# What to work on
Please copy every item below line for line, leaving the pictures out.

(A run of records)

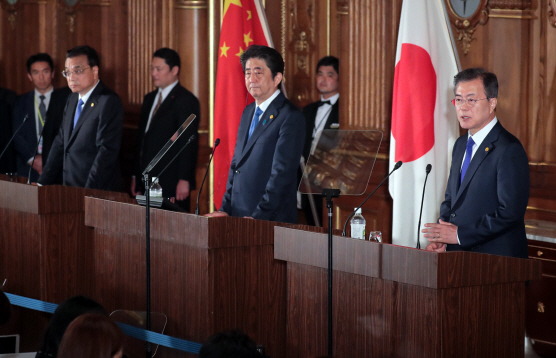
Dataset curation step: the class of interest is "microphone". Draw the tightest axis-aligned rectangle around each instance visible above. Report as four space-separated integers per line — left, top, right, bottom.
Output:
0 114 29 166
27 126 45 184
416 164 432 249
154 134 197 185
342 160 403 236
195 138 220 215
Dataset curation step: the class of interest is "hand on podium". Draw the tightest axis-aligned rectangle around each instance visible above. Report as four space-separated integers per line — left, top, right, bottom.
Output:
205 211 229 218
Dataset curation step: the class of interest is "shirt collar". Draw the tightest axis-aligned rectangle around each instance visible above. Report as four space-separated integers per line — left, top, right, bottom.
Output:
158 80 180 99
255 89 280 113
320 93 340 105
35 87 54 103
467 116 498 147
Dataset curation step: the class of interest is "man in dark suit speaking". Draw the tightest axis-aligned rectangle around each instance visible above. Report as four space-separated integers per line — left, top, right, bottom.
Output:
207 45 305 223
423 68 529 258
12 53 71 184
38 46 124 191
131 48 201 211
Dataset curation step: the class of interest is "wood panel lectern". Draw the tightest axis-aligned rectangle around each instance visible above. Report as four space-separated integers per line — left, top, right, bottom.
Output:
274 227 541 358
0 175 128 350
85 198 296 358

# Result
Dataset curation step: the class of interest is "microphone". Draw the tightest axis-aligned rectangle around each instance visible above. Report as four space-separated integers per line — left, top, right, bottom.
Output:
0 114 29 166
27 126 45 184
416 164 432 249
154 134 197 185
342 160 403 236
195 138 220 215
Dataset curation step: the class of interest is "hand on podium". Draw the tightest axis-aligned rectangle around each instance visible above. Report as four space-separated integers per line — left, top, right, bottom.
Output:
205 211 229 218
Dataset curation step: the class of interest is "shirt collar". Draw the tightest axis-aligned rectangle around each instance visible above. Report as four space-separated integers per line — left, top, right, bottom.
Output:
158 80 180 99
255 89 280 113
320 93 340 105
35 87 54 103
467 116 498 147
Dataset curation step: the class of interest is "man in dark suit speaking". Draw the tightest axis-aligned rectangle around each instance visible above. Report as four space-separated integers per line — left, top, right, bottom.
Output:
207 45 305 223
423 68 529 258
12 53 71 184
38 46 124 191
131 48 201 211
Dataset curation step: the class of interest is "wood panel lectern". Draw the tightest axis-aligned rectangle around each instance visible above. Report as four space-separated integers per line — left, top, right, bottom.
Output:
274 227 541 358
0 175 128 350
85 198 296 358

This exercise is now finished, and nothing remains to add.